A key:value pair as indicated in Andy's sample spreadsheet in dwc:recordedBy or dwc:identifiedBy would be buried because we don't expect it (many as an array?) to be present. It's unlikely anyone or any machine would take action on these unless a consumer were to write a custom regex.

We do have dwciri:recordedBy and dwciri:identifiedBy, a namespace for non-literal objects in which we CAN put content like https://orcid.org/0000-0002-2119-4663. That allows us to have many collectors per specimen record and subsequently permits something like a JSON-LD representation, eg https://bloodhound-tracker.net/occurrence/477976412.json. AFAIK, no one is doing anything with these dwciri non-literal equivalents, including GBIF.

But...we're slipping into 1:many territory here. Andy desires a single spreadsheet view so as to simplify the task for users and processors of his spreadsheet. I recommend that he stick with the literal strings as is always done in recordedBy, eg "Andy Deans; Daniel H. Janzen". If he desires more to help push along our need for formal, machine-readable recognition thru ORCID IDs (or other), a spreadsheet is not the best place to capture this.

As it happens, I have finally been (quietly) plodding on a DwC-A extension for AgentActions to be used in an IPT. Anne Thessen @diatomsRcool would like to see this task completed as a product of the RDA/TDWG Interest Group. This is nowhere near ready for prime-time. You'll at least see where we're going with: https://github.com/tdwg/attribution/tree/master/dwc. I'm hoping this will be done in time for a demo at the biodiversity_next pre-conference workshop on Authority Management of People Names, WT65 https://biodiversitynext.org/pre-conference/

debpaul · 2019-07-31T21:30:09Z

Thanks @dshorthouse. So, in other words, there's no good place right now inside DwC for Andy to put the ORCID. What do we suggest to him now? I see we need at least: - [ ] capture the literal strings (eg "Andy Deans; Daniel H. Janzen") - [ ] suggestions for Andy for storing the ORCID for each person in his own database, so he can share it when the AgentsActions extension - [ ] what to call the field in the meanwhile (not orchidID) in the spreadsheet Andy shares with students/researchers, etc. (and note that with this "email" reply, I learned that Markdown is not supported via email. Hence, the "would-be" check boxes - haha).

Records with labeled points »
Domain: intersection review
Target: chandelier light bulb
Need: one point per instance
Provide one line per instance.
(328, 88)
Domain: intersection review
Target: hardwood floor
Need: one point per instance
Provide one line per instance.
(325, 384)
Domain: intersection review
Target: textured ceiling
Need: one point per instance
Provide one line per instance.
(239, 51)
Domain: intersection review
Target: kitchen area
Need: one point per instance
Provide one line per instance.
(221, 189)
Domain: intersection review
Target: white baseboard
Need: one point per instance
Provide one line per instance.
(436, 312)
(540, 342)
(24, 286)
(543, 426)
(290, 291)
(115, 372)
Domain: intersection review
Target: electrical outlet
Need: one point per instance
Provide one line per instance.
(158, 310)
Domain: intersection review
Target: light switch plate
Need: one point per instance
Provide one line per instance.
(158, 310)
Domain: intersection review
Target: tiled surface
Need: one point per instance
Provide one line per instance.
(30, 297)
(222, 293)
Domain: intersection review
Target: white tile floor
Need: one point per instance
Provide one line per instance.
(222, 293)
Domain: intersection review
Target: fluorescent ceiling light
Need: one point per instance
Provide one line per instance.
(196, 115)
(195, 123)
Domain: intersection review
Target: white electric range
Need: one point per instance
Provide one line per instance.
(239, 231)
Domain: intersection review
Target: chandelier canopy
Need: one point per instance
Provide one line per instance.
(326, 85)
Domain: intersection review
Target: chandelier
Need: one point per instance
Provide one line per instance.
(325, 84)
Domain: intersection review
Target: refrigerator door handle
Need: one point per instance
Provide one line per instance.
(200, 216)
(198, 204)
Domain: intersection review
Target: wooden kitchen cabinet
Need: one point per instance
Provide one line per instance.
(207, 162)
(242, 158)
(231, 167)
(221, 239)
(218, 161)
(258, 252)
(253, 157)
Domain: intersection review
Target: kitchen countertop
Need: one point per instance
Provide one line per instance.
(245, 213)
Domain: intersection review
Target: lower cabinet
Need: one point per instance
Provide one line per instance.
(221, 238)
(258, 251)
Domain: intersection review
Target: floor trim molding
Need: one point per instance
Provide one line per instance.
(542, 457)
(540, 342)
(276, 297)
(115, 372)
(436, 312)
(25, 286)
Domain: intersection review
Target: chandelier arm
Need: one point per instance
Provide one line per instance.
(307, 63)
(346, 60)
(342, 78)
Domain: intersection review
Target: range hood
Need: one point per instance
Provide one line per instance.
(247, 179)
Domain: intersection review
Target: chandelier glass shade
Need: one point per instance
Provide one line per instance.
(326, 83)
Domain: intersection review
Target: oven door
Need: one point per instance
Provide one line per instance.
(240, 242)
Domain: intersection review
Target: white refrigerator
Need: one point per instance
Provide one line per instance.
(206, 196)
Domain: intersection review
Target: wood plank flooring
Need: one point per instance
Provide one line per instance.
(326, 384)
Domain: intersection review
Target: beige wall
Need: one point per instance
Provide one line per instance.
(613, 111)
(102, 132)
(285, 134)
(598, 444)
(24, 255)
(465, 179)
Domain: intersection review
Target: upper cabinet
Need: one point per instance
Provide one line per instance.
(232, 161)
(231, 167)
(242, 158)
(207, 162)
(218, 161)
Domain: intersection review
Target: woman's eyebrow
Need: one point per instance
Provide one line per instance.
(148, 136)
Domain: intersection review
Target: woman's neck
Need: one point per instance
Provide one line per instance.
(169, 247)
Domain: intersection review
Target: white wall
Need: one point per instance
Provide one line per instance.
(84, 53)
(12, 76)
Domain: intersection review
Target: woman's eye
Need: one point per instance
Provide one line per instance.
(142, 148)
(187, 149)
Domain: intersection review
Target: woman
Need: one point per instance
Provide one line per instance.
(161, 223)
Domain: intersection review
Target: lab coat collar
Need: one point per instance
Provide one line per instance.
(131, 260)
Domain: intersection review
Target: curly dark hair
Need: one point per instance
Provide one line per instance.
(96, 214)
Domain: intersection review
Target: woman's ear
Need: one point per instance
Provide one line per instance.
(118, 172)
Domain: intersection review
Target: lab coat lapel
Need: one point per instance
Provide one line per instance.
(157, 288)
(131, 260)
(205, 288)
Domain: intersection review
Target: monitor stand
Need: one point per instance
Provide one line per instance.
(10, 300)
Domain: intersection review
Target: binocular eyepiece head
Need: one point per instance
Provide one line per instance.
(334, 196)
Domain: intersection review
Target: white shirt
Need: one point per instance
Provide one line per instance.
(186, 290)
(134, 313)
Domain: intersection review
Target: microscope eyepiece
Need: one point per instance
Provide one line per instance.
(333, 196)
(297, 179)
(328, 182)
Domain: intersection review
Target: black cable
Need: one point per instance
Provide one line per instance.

Required actions »
• A. Which lines of the records contain the word "white"? Select every such line; case counts.
• B. Can you go on with the forum thread about putting ORCID IDs in Darwin Core, picking up after its last sentence?
The forum thread and the records have no connection to each other.

Expected outputs »
• A.
Target: white baseboard
Target: white tile floor
Target: white electric range
Target: white refrigerator
Target: white wall
Target: white shirt

• B.
MattBlissett · 2019-08-01T07:27:22Z

It doesn't answer your questions, but iNaturalist and GBIF have some discussion on this here: gbif/occurrence#89, and a plan for an interim GBIF-namespace term.

Today, iNaturalist's exported research-grade observations contain 93 unique ORCIDs across around 74,000 observations.

qgroom · 2019-08-01T10:40:18Z

One of the tasks for the pre-conference workshop on people's names is to scope out the need for a TDWG task group on this subject. The question being, do we need to make changes to the existing standards to better support name information? It seems from this conversation that the answer is yes.

debpaul · 2019-08-01T13:35:45Z

Thanks @MattBlissett @timrobertson100. I'm wondering if we need an "interim" protocol/method for TDWG standards. I get why GBIF came up with an interim solution using GBIF-namespace term (we did similar at iDigBio. But, seems that TDWG could have a protocol for doing just this when needed. (Something to discuss).

debpaul · 2019-08-01T13:45:09Z

To @adeans, note the above conversation relevant to your ORCID ID capture in your spreadsheet. Also see gbif/occurrence#89 and gbif/portal16#342 for some insights on ORCID ID data capture and potential use.

dshorthouse · 2019-08-01T13:49:28Z

@MattBlissett I'm surprised that iNaturalist and GBIF have taken this route. While I think incorporation of ORCID IDs in occurrence data is exactly what we want, a branded, DwC look-alike is best avoided (why wasn't this term called "ORCID ID"?!). It may have set a precedent here for Andy Dean's approach and it confuses the DwC standard.

We can perhaps get away with it with iNaturalist => GBIF because the former makes use of OAuth2 & the response from ORCID transparently provides that ORCID ID on the user's behalf. iNaturalist users need not ever know their ORCID ID - it's a horrible string to type. Plus, I'm assuming that there will only ever be one agent in iNaturalist's recordedByOrcid. But, what about that which makes iNaturalist observations "research grade"? - wouldn't it be great if those ORCID IDs for people who confirmed the identification of others' observations also flow to GBIF? Would you then make a 1:many identifiedByOrcid for the 3+ confirmed determinations? This may get messy in a real hurry.

In Andy's case here, users will need to copy/paste their ORCID IDs & so mistakes will be made. Andy will also have to deal with 1:many in recordedBy and identifiedBy. And, he'll also then have to deal with collector numbers when botanists want to play too. What then about others who want credit for other ways specimens have been handled or prepared?

I realize the above is messy and there isn't a solution now. But, I think we best do this with care. A DwC extension appears to be the best way to do this even though the 1:many issue is not pleasing for a spreadsheet tdwg/dwc#101

debpaul · 2019-08-01T13:55:34Z

Great insights @dshorthouse, thanks for elaborating on the (current) workflow and potential issues. see also my related comments gbif/occurrence#89 (comment)

adeans · 2019-08-01T14:07:00Z

Cool, cool. Watching this and other spaces for recommendations. I think for now I will use names: "Andrew R. Deans | D. H. Janzen", etc.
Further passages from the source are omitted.